PROBLEM TO SOLVE: An exact restatement is required. Cover only the lines of the records from the first through the line with "# drop a dot on each instance of the overcast", and skip pictures.

RECORDS FOR THE TASK:
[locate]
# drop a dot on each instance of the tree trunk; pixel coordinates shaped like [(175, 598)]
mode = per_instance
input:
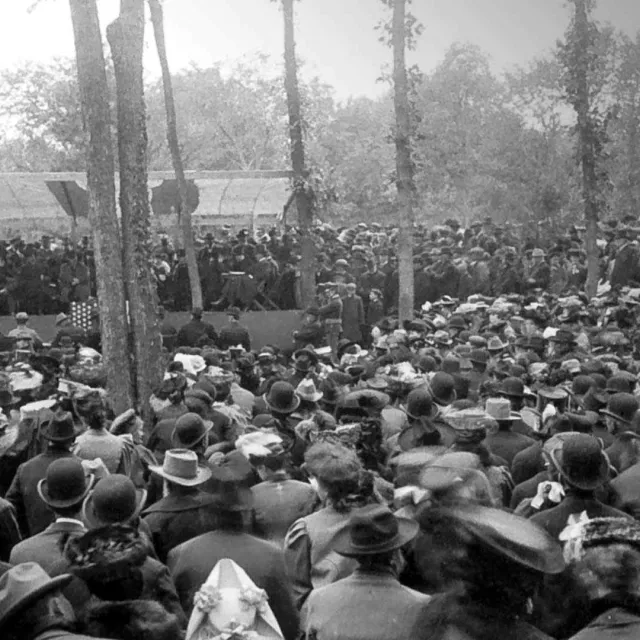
[(301, 188), (126, 39), (586, 135), (184, 215), (404, 164), (94, 97)]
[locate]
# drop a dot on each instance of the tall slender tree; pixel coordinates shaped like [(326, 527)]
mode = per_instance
[(126, 38), (302, 189), (184, 215), (94, 97), (579, 56), (404, 163)]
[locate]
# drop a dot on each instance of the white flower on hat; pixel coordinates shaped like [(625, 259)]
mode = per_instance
[(230, 606)]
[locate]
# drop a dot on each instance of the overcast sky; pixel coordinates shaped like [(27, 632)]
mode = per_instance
[(336, 38)]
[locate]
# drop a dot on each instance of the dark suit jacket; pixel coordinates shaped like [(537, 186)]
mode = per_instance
[(527, 463), (9, 532), (277, 505), (626, 488), (176, 519), (45, 548), (33, 514), (555, 520), (364, 605), (191, 563), (507, 444)]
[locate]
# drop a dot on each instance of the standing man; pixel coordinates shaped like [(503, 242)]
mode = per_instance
[(196, 328), (234, 333), (331, 313), (352, 315)]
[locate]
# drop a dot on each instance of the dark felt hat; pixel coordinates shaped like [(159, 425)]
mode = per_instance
[(373, 530), (23, 585), (65, 484), (581, 462), (282, 398), (520, 540)]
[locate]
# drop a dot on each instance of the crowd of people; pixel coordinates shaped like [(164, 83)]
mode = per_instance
[(237, 269), (471, 473)]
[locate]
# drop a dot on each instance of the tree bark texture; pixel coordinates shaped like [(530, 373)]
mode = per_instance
[(303, 201), (587, 152), (184, 215), (126, 39), (404, 164), (94, 97)]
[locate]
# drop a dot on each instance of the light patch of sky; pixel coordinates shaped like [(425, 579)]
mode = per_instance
[(336, 38)]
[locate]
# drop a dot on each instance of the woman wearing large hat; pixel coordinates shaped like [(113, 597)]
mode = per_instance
[(501, 562)]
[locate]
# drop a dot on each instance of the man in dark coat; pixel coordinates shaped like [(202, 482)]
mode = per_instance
[(234, 333), (9, 532), (191, 333), (311, 331), (583, 468), (352, 315), (191, 563), (184, 513), (34, 516), (63, 490), (370, 603)]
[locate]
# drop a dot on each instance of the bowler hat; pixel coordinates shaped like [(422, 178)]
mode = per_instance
[(282, 398), (581, 462), (479, 356), (622, 407), (181, 467), (420, 404), (190, 429), (512, 388), (372, 530), (114, 500), (23, 585), (443, 388), (65, 484), (60, 428), (306, 389)]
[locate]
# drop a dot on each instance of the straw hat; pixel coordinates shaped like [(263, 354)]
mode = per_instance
[(181, 467)]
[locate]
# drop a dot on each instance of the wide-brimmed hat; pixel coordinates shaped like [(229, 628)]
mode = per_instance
[(563, 336), (307, 391), (443, 388), (512, 388), (514, 537), (622, 407), (282, 398), (420, 404), (500, 410), (181, 467), (60, 428), (190, 429), (65, 485), (581, 461), (23, 585), (372, 530), (114, 500)]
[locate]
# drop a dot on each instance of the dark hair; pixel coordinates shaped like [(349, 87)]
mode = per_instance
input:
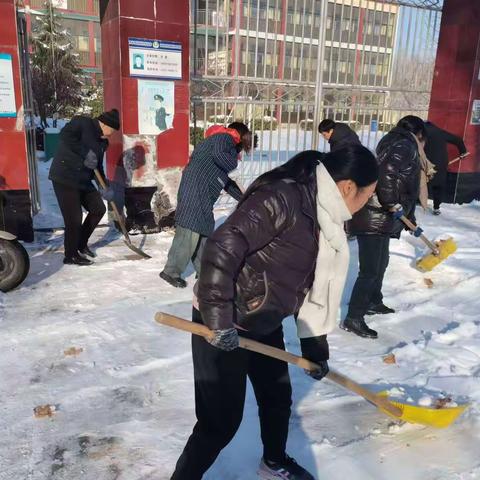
[(326, 125), (240, 127), (413, 124), (355, 163)]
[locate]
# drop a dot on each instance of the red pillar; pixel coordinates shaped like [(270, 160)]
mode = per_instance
[(15, 206), (456, 84), (13, 152), (91, 44), (165, 20)]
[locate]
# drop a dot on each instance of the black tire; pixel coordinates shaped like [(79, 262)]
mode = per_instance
[(14, 264)]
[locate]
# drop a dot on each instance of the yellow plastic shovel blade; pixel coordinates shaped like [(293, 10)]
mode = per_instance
[(432, 417), (430, 261)]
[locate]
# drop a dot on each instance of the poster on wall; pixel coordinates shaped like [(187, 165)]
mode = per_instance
[(155, 58), (60, 4), (156, 106), (7, 88), (140, 160), (475, 120)]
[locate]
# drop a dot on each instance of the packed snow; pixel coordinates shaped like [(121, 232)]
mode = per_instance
[(114, 390)]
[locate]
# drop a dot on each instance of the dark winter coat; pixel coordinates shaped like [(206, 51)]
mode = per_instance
[(258, 266), (436, 151), (77, 138), (398, 183), (203, 179), (343, 136)]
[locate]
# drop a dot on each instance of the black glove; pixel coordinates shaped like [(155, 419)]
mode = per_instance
[(226, 339), (91, 160), (107, 194), (320, 372), (397, 211), (316, 350)]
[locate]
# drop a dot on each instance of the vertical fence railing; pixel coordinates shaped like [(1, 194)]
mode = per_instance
[(281, 66)]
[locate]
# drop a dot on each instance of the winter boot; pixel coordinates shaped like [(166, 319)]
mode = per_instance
[(176, 282), (379, 309), (289, 469), (358, 327), (77, 260), (86, 252)]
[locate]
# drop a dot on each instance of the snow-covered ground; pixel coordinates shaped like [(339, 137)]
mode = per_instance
[(124, 401)]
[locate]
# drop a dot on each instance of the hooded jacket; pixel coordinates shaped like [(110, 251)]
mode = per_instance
[(398, 183), (205, 176), (77, 138), (343, 136)]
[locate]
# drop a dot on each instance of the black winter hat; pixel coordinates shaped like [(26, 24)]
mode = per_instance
[(111, 118)]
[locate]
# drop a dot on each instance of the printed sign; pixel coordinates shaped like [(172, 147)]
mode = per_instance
[(475, 120), (7, 88), (156, 106), (155, 58), (63, 4)]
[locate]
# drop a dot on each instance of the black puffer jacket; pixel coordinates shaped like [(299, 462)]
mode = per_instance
[(343, 136), (258, 266), (398, 183), (78, 136)]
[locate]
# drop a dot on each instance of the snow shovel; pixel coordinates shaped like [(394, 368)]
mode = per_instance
[(461, 157), (120, 221), (435, 417), (440, 250)]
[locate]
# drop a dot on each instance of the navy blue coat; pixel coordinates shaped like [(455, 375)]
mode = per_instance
[(203, 179), (398, 183), (77, 138)]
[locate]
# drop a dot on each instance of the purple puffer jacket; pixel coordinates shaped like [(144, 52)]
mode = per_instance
[(258, 266)]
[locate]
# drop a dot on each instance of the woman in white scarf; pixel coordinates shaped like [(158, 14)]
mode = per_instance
[(283, 246)]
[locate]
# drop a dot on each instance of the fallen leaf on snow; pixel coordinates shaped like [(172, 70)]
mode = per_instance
[(428, 282), (44, 411), (390, 359), (73, 351)]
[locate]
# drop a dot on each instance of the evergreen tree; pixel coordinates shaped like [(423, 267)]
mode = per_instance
[(56, 73)]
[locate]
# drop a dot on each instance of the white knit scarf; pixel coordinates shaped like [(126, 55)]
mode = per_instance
[(319, 312)]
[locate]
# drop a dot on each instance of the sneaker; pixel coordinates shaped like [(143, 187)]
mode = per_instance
[(176, 282), (358, 327), (379, 309), (77, 260), (289, 469), (87, 252)]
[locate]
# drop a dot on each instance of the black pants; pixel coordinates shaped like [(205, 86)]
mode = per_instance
[(71, 201), (220, 387), (373, 255), (437, 195)]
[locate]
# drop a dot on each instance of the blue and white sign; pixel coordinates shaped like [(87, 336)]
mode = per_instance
[(7, 88), (155, 58)]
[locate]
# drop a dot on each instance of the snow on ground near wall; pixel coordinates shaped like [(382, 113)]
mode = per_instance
[(125, 403)]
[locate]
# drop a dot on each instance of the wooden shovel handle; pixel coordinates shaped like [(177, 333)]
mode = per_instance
[(116, 213), (254, 346), (461, 157), (413, 227)]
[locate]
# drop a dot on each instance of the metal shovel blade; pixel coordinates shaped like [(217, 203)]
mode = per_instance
[(135, 249)]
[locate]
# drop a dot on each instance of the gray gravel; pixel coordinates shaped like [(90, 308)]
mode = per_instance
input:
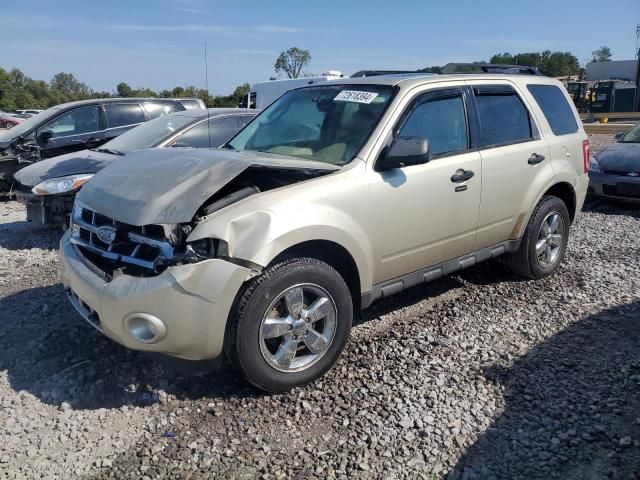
[(477, 376)]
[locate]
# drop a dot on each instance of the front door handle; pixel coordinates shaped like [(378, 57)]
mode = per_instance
[(461, 176), (91, 142), (535, 159)]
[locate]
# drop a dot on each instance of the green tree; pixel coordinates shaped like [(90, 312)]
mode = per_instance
[(70, 86), (602, 54), (292, 62)]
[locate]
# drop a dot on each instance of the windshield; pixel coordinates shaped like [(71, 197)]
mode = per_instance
[(328, 123), (632, 136), (149, 134), (28, 125)]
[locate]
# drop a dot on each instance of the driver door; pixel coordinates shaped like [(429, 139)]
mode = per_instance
[(425, 214), (74, 130)]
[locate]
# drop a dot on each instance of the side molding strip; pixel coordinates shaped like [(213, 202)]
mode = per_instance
[(396, 285)]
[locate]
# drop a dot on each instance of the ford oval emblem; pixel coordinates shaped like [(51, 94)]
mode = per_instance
[(106, 234)]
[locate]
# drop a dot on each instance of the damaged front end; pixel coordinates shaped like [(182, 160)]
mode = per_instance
[(114, 247)]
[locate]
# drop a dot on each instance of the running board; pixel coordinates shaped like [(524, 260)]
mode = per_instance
[(391, 287)]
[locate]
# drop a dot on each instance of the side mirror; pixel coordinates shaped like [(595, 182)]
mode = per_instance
[(403, 152), (45, 136)]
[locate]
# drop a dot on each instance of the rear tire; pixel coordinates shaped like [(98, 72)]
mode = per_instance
[(544, 242), (290, 324)]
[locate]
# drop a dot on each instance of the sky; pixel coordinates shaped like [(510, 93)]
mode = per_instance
[(160, 43)]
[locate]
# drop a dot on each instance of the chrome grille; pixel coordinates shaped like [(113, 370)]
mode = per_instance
[(118, 244)]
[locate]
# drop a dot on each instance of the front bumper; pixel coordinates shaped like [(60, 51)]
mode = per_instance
[(623, 188), (192, 301)]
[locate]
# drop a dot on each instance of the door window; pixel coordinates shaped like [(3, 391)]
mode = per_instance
[(156, 110), (121, 114), (503, 117), (220, 130), (76, 122), (442, 121)]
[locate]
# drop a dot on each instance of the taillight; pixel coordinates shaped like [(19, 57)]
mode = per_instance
[(585, 155)]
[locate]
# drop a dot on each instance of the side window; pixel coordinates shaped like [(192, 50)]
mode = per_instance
[(442, 121), (221, 130), (121, 114), (76, 122), (503, 117), (555, 107), (156, 110)]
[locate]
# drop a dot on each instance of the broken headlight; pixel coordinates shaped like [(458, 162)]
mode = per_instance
[(207, 248), (66, 184)]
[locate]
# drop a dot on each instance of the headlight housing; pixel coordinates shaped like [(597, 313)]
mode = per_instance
[(57, 185)]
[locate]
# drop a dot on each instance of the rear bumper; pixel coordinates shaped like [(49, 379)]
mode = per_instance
[(615, 187), (191, 303)]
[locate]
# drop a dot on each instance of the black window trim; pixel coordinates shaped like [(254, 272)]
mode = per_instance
[(101, 121), (139, 104), (501, 89), (545, 115), (429, 96), (191, 126)]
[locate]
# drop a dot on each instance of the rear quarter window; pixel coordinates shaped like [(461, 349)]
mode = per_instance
[(503, 117), (555, 108)]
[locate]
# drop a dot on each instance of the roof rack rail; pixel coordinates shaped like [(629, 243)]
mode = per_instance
[(376, 73), (490, 68)]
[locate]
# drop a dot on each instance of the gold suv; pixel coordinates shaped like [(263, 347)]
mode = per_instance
[(334, 196)]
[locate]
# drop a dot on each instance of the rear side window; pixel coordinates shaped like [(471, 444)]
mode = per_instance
[(503, 117), (120, 114), (555, 107)]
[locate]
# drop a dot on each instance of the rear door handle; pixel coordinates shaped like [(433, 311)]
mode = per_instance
[(535, 159), (461, 176)]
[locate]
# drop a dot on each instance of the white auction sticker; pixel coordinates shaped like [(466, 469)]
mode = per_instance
[(355, 96)]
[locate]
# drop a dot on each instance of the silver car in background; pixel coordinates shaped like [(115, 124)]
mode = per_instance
[(614, 172)]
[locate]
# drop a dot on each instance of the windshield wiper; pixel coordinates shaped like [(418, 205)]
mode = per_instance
[(107, 150)]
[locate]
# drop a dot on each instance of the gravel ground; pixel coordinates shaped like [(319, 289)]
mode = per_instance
[(477, 376)]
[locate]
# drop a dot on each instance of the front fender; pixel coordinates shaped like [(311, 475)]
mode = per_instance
[(259, 236)]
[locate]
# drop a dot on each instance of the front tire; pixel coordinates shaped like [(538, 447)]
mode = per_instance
[(290, 324), (544, 242)]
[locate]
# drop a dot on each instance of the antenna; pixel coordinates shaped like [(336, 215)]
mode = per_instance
[(206, 84)]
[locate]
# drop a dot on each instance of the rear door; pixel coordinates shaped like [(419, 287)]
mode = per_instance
[(71, 131), (515, 161), (428, 213), (121, 117)]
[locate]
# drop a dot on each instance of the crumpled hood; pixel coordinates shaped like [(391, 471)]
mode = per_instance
[(620, 156), (85, 161), (169, 185)]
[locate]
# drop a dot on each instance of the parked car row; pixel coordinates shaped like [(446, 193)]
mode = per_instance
[(339, 193), (48, 187), (75, 126)]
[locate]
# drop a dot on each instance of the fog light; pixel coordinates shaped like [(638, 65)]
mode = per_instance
[(145, 328)]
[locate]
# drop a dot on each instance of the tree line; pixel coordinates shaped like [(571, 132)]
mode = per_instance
[(17, 90)]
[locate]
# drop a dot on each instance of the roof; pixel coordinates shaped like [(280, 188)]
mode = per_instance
[(216, 112), (409, 81), (92, 101)]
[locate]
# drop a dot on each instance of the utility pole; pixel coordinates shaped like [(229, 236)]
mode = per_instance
[(637, 102)]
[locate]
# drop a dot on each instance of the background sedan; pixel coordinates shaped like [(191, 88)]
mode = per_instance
[(615, 171), (48, 187)]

PROBLEM SOLUTION:
[locate]
# drop a dot on each instance of the tree trunk; pixel coordinates shaped like [(175, 598)]
mode = per_instance
input:
[(301, 188), (126, 39), (586, 135), (184, 215), (404, 164), (94, 97)]
[locate]
# drop a dot on each instance of the tall slender tree; pixel coordinates shaped like [(326, 527)]
mode = per_instance
[(126, 38), (302, 189), (184, 215), (94, 97), (579, 56), (404, 163)]
[locate]
# drop a dot on each instance of the white flower on hat; pixel coordinates shaped like [(625, 259)]
mode = per_instance
[(230, 606)]
[locate]
# drop a dot on each instance of the overcast sky; pixel coordinates shaped like [(27, 632)]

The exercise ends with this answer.